# Stated problem:
Please copy the lines below exactly, from the line that contains "Question. Place a dot on every instance of the green" through the final line, with both ends included.

[Data items]
---

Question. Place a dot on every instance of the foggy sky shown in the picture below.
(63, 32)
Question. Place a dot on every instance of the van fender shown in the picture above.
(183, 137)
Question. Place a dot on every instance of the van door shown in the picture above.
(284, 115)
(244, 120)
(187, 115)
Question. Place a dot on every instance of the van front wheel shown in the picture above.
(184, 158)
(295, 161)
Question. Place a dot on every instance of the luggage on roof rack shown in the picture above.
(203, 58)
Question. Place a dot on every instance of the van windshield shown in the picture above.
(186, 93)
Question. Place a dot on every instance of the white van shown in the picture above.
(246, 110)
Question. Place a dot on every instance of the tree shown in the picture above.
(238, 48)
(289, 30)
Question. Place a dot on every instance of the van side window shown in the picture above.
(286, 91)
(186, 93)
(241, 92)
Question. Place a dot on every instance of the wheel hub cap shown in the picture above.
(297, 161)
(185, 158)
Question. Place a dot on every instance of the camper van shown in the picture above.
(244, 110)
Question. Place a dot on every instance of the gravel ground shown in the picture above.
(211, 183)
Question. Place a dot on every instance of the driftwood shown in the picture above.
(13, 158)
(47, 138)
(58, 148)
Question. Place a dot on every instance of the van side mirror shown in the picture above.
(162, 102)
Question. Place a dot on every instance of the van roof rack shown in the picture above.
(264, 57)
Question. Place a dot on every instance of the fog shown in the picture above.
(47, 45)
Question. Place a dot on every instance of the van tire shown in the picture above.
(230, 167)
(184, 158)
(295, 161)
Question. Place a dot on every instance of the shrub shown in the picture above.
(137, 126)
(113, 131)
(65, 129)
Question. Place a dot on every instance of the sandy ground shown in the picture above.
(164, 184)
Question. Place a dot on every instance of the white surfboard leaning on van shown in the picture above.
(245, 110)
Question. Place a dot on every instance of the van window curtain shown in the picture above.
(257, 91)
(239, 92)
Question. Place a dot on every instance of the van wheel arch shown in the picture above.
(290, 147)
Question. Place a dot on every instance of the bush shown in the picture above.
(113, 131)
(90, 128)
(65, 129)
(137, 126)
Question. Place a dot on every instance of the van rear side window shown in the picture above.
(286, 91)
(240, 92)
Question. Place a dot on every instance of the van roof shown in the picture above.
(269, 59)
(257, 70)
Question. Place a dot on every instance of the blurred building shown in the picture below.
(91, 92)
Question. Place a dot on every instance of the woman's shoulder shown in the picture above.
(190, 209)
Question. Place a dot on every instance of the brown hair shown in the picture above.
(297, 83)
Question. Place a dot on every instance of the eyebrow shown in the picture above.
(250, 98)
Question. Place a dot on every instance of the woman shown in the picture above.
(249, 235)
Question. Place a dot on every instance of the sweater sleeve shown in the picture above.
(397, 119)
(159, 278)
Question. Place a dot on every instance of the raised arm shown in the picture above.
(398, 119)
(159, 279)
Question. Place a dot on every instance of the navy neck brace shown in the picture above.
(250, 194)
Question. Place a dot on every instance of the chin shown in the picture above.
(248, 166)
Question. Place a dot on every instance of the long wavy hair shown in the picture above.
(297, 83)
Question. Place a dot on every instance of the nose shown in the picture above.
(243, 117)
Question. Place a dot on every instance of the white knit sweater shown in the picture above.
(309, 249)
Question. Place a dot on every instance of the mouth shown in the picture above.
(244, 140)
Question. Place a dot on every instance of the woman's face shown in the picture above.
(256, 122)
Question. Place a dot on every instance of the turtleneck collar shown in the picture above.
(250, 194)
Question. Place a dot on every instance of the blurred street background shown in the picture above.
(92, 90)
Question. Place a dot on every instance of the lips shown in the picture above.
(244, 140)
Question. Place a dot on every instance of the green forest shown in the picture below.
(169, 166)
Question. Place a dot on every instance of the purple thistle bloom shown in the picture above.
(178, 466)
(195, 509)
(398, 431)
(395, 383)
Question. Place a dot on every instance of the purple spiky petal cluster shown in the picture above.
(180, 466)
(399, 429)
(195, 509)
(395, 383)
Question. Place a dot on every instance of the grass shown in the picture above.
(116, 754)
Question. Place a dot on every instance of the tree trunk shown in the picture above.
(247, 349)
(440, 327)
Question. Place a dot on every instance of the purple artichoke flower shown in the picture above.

---

# Problem solution:
Question. Place a dot on every instance of the green forest shown in the picture below.
(169, 166)
Question. Place a dot on every instance of the purple thistle bloom shown in the picture above.
(178, 466)
(195, 509)
(398, 431)
(395, 383)
Question. Place a dot on every instance of the purple spiky petal cluster shown in the picture above.
(180, 466)
(399, 429)
(195, 509)
(395, 383)
Question. Place a dot on every instance of the grass shown in the picture above.
(116, 754)
Question. Place a dot on every instance of the tree trunk shown in the picture above.
(247, 349)
(440, 327)
Question. Place a dot on every instance of the purple artichoke flower shown in the picture above.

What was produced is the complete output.